# Task description
Render every line of the records below as a Markdown table with two columns, Row and Line. Number each nonblank line and leave out blank lines.

# Record excerpts
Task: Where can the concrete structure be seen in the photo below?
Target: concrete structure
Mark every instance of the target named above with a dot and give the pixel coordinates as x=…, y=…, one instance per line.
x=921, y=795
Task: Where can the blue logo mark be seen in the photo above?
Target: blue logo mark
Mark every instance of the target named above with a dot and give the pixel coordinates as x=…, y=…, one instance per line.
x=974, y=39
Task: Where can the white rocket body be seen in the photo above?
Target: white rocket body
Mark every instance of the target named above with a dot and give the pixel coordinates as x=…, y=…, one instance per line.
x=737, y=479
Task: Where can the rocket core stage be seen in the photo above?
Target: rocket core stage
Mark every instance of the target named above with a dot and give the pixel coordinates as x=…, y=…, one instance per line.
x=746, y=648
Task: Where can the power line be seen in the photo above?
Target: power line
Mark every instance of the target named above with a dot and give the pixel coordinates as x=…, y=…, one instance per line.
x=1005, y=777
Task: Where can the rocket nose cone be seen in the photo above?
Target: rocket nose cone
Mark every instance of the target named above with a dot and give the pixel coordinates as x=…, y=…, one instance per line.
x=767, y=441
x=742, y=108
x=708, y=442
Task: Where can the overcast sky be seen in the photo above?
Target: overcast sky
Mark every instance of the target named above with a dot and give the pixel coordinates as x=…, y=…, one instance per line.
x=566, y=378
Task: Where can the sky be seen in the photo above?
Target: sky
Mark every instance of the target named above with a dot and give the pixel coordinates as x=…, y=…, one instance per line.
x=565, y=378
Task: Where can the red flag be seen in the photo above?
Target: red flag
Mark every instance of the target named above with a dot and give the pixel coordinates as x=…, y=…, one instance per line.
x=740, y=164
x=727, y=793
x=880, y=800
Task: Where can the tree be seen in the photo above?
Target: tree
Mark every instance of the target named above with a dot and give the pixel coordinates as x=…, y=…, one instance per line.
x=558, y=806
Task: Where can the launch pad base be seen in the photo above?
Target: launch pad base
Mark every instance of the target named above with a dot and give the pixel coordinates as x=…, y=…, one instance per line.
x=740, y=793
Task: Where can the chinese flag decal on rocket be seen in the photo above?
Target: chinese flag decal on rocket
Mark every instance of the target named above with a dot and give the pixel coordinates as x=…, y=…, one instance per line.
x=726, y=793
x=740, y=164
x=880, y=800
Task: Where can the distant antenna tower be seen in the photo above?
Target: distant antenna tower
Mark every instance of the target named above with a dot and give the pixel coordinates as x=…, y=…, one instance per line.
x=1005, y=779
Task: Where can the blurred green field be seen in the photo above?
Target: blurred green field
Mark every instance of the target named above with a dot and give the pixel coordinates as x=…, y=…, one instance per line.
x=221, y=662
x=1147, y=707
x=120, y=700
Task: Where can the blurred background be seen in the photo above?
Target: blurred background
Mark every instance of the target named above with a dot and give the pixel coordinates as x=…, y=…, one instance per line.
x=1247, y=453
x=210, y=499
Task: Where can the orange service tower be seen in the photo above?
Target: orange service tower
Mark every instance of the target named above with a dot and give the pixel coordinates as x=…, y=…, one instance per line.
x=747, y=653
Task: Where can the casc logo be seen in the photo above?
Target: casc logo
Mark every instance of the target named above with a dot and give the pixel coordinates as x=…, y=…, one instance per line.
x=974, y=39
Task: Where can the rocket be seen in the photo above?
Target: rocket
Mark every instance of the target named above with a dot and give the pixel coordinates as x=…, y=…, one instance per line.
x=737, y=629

# Task response
| Row | Line |
|---|---|
| 1 | Task: Where can the concrete structure be seen in the photo below? |
| 2 | Target: concrete structure |
| 3 | Mark every instance of the target named above with a dot and give the pixel coordinates as x=…, y=…, one instance per line. |
| 4 | x=921, y=795 |
| 5 | Task: Where can the blue logo mark be seen in the photo above? |
| 6 | Target: blue logo mark |
| 7 | Mark every instance of the target named above with a dot and give the pixel coordinates as x=…, y=…, one instance per line. |
| 8 | x=974, y=39 |
| 9 | Task: Where can the white rocket body be seen in the photo above? |
| 10 | Target: white rocket body |
| 11 | Mark every instance of the target named above with a dot and give the pixel coordinates as x=…, y=…, one instance per line. |
| 12 | x=737, y=479 |
| 13 | Task: Where can the rocket core stage be seen in the photo above? |
| 14 | Target: rocket core stage |
| 15 | Mark every instance of the target named above with a dot and give the pixel coordinates as x=…, y=…, one instance per line. |
| 16 | x=746, y=648 |
| 17 | Task: Where can the power line be seen in the photo above? |
| 18 | Target: power line |
| 19 | Mark every instance of the target named above with a dot and give the pixel coordinates as x=…, y=…, one instance per line. |
| 20 | x=1005, y=777 |
| 21 | Task: Where can the rocket nose cone be seen in the photo above? |
| 22 | Target: rocket nose cone |
| 23 | Mark every instance of the target named above with a dot and give the pixel coordinates as x=…, y=…, one instance per line. |
| 24 | x=767, y=441 |
| 25 | x=742, y=108 |
| 26 | x=708, y=442 |
| 27 | Task: Where can the overcast sky be seen in the photo above? |
| 28 | Target: overcast sky |
| 29 | Mark every instance of the target named above with a dot and give the pixel coordinates as x=…, y=…, one instance per line. |
| 30 | x=566, y=378 |
| 31 | Task: Where can the sky be seen in the photo above? |
| 32 | Target: sky |
| 33 | Mark every instance of the target named above with a dot and give the pixel coordinates as x=…, y=…, one instance per line. |
| 34 | x=565, y=378 |
| 35 | Task: Where can the red flag be seen in the photo above? |
| 36 | Target: red flag |
| 37 | Mark every instance of the target named above with a dot and give the pixel coordinates as x=…, y=…, one instance per line. |
| 38 | x=740, y=164 |
| 39 | x=727, y=793 |
| 40 | x=880, y=800 |
| 41 | Task: Where can the tree be seen in the photo above? |
| 42 | Target: tree |
| 43 | Mark every instance of the target named above with a dot and give the pixel coordinates as x=…, y=…, one instance per line. |
| 44 | x=558, y=806 |
| 45 | Task: Where can the launch pad base be seen in the photo above? |
| 46 | Target: launch pad base |
| 47 | Mark every instance of the target named above with a dot and give the pixel coordinates as x=…, y=…, one instance per line. |
| 48 | x=740, y=793 |
| 49 | Task: Where can the chinese flag decal on rocket be seen in the photo above? |
| 50 | Target: chinese flag decal on rocket |
| 51 | Mark every instance of the target named above with a dot and give the pixel coordinates as x=…, y=…, one instance per line. |
| 52 | x=726, y=793 |
| 53 | x=740, y=164 |
| 54 | x=880, y=800 |
| 55 | Task: Where can the distant antenna tower be seen in the photo above? |
| 56 | Target: distant antenna tower |
| 57 | Mark every instance of the target named above with a dot and give the pixel coordinates as x=…, y=…, one instance per line. |
| 58 | x=1005, y=779 |
| 59 | Task: Where can the blurred green field be seen in the photo above? |
| 60 | Target: blurred green field |
| 61 | Mark every instance of the target named above with a dot and give the pixel coordinates as x=…, y=…, one instance per line. |
| 62 | x=221, y=662 |
| 63 | x=1147, y=707 |
| 64 | x=120, y=700 |
| 65 | Task: Where can the blurred background be seen in the photo above? |
| 66 | Target: blurred background |
| 67 | Mark every instance of the target named above with a dot and give the pixel coordinates as x=…, y=…, one instance per line. |
| 68 | x=1247, y=453 |
| 69 | x=210, y=499 |
| 70 | Task: Where can the orange service tower be seen in the photo above? |
| 71 | Target: orange service tower |
| 72 | Mark every instance of the target named above with a dot and give the pixel coordinates as x=…, y=…, one instance per line. |
| 73 | x=747, y=653 |
| 74 | Task: Where can the casc logo be seen in the photo above? |
| 75 | Target: casc logo |
| 76 | Mark every instance of the target named above with a dot and give the pixel coordinates as x=…, y=…, one instance per line. |
| 77 | x=974, y=39 |
| 78 | Task: Where can the rocket be seen in the photo above? |
| 79 | Target: rocket |
| 80 | Mark every instance of the target named above with a dot and give the pixel coordinates as x=…, y=…, one instance per line. |
| 81 | x=737, y=629 |